Supplied material START
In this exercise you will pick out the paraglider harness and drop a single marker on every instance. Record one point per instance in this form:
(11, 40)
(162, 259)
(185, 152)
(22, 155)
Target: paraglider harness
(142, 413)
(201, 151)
Supplied material END
### Exercise objective
Word for word, write out every record.

### Exercise answer
In this exercise you will pick out the paraglider harness and drop a single marker on every instance. Record one point per instance in this form:
(11, 40)
(162, 259)
(185, 152)
(22, 155)
Target: paraglider harness
(142, 413)
(201, 151)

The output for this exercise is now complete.